▸ **SUPPLIED DATA**:
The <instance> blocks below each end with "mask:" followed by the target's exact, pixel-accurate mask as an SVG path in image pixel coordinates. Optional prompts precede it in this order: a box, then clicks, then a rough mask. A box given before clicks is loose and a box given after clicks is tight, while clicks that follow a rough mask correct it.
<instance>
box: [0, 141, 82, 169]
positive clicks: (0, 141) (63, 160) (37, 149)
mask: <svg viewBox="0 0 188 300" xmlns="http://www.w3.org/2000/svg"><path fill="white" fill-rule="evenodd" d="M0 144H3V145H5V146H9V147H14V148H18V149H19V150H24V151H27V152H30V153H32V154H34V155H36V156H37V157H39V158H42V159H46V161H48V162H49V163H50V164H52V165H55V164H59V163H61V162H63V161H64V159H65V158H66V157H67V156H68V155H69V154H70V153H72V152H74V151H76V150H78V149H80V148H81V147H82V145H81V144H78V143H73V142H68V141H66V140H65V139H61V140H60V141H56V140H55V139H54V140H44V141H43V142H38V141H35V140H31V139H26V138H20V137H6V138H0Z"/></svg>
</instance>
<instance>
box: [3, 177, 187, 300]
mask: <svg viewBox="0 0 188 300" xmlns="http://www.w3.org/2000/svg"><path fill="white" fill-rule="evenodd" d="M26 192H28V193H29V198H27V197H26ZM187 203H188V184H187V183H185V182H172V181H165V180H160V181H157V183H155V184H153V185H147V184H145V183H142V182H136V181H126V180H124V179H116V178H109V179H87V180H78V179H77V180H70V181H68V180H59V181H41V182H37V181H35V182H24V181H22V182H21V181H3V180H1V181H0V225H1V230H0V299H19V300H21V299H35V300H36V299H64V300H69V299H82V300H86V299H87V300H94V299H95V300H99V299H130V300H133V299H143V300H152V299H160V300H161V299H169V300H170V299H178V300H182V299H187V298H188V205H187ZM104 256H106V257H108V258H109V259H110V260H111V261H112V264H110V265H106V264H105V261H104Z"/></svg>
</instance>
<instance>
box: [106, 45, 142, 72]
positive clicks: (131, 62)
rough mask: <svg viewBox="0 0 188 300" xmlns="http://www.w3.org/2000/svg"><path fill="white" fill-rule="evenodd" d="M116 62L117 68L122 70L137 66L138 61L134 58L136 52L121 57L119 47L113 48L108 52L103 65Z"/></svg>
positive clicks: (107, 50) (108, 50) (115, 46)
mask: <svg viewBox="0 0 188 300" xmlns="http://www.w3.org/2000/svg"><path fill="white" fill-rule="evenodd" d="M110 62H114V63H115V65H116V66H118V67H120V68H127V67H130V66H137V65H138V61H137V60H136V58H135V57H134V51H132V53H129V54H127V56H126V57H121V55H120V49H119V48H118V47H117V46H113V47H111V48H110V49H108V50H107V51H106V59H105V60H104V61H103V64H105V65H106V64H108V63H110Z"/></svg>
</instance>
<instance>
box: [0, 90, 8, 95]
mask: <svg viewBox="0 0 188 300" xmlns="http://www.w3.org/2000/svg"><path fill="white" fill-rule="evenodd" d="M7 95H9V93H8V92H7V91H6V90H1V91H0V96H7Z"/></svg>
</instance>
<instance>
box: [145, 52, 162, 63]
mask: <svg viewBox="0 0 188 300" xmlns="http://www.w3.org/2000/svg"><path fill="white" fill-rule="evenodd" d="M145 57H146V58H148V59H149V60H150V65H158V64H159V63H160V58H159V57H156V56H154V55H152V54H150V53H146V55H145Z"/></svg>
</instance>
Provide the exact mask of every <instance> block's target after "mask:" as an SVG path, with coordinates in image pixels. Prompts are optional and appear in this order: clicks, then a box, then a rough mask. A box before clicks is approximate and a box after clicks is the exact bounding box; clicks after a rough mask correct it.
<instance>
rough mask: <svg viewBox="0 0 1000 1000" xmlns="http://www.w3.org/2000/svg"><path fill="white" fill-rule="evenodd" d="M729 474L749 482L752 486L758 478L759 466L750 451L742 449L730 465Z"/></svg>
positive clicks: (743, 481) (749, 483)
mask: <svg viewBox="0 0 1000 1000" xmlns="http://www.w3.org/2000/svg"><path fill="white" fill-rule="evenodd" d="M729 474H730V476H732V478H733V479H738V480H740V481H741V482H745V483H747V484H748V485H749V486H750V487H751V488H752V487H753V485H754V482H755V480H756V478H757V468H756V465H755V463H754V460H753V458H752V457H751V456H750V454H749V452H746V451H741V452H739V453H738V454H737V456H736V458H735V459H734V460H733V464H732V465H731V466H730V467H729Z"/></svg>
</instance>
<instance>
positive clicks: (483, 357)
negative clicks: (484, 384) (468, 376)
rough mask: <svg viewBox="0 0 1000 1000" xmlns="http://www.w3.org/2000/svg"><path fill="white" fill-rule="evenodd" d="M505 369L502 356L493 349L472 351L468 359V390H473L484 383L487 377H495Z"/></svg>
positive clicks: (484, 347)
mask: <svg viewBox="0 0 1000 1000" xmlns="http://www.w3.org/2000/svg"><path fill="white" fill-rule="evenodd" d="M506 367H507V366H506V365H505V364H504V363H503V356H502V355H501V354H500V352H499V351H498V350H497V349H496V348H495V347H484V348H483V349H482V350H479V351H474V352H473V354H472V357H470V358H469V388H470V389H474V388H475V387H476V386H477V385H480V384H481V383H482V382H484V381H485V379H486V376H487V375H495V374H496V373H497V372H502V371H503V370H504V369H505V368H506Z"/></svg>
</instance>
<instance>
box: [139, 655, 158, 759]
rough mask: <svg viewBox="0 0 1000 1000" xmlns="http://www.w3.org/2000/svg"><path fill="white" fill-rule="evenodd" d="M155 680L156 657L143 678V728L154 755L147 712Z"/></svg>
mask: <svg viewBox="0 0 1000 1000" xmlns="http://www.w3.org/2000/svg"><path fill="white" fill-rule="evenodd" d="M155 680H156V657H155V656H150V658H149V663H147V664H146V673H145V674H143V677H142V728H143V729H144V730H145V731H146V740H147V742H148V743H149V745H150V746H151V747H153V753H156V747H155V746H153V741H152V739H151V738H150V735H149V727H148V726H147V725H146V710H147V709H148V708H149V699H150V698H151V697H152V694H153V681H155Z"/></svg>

▸ **ASSIGNED TASK**: Write out again only the lines from the one with "box: [139, 655, 158, 759]" through the last line of the records above. Keep every word as it stands.

▸ **SOLUTION FOR THIS PROBLEM**:
box: [139, 655, 158, 759]
rough mask: <svg viewBox="0 0 1000 1000" xmlns="http://www.w3.org/2000/svg"><path fill="white" fill-rule="evenodd" d="M155 680L156 657L143 678V728L154 755L147 712Z"/></svg>
mask: <svg viewBox="0 0 1000 1000" xmlns="http://www.w3.org/2000/svg"><path fill="white" fill-rule="evenodd" d="M155 680H156V657H155V656H150V658H149V663H147V664H146V673H145V674H143V677H142V728H143V729H144V730H145V731H146V740H147V742H148V743H149V745H150V746H151V747H153V753H156V747H155V746H153V741H152V739H151V738H150V735H149V727H148V726H147V725H146V710H147V709H148V708H149V699H150V698H151V697H152V694H153V681H155Z"/></svg>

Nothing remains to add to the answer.